**Stated goal**
Render the entries from the line containing "Question. Locate the corgi" up to and including the line containing "x=212 y=921" as a two-column CSV with the headers request and answer, one row per entry. Enclose each entry's text and its answer in quotation marks, one field each, and replace all line breaks with spaces.

**Data supplied**
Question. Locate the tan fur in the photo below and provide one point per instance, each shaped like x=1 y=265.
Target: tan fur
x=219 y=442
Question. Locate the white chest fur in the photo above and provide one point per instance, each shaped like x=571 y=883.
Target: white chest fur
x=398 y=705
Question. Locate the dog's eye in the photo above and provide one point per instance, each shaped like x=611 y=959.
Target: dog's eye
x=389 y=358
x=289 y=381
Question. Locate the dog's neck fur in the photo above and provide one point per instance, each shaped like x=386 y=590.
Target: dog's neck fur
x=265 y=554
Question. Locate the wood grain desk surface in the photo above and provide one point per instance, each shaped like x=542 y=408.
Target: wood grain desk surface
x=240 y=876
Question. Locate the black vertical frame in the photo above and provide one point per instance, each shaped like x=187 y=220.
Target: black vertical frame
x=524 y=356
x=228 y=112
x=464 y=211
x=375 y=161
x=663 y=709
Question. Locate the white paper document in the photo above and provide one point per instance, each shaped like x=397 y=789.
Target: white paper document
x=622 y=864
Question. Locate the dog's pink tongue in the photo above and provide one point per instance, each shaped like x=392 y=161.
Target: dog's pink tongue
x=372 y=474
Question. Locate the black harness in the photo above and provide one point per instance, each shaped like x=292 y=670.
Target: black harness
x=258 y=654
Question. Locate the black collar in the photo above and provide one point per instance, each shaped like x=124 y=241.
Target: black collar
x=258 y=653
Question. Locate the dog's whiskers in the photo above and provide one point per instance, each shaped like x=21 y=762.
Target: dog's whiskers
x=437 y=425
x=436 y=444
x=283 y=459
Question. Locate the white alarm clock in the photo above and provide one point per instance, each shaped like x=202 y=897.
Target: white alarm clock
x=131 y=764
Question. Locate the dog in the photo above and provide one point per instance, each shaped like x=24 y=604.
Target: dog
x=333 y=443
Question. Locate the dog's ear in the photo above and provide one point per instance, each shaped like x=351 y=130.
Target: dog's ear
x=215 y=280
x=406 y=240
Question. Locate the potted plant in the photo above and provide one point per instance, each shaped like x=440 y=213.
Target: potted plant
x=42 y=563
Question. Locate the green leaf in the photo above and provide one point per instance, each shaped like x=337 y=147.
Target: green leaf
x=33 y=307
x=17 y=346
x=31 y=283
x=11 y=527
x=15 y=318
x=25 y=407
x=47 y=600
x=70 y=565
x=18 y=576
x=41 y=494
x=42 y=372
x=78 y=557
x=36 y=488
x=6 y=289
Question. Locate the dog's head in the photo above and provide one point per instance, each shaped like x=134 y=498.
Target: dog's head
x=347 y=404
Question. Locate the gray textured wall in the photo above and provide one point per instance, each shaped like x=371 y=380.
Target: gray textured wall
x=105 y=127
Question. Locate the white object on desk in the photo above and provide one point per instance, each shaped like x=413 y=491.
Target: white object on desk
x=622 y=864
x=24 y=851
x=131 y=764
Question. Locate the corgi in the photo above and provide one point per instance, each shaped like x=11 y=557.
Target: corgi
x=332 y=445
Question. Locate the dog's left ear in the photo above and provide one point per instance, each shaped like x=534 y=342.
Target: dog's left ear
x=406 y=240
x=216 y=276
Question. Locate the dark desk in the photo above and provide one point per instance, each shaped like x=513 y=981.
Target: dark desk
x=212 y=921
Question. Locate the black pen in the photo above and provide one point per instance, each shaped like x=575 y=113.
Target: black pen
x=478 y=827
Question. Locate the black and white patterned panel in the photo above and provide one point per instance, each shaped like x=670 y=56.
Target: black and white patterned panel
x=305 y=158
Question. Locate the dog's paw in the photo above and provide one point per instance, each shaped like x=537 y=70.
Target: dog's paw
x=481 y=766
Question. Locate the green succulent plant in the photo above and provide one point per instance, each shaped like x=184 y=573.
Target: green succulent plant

**Finished exercise**
request,answer
"Question. Locate the corgi in the photo above and provide one point per instance, each shaped like x=11 y=557. Target: corgi","x=332 y=445"
"Question. Locate the dog's left ear in the photo above and provide one point per instance, each shaped like x=534 y=342. Target: dog's left ear","x=406 y=240 x=216 y=276"
"Question. Locate the dark desk in the photo above and provide one point per instance, each shaped like x=513 y=981. Target: dark desk","x=212 y=921"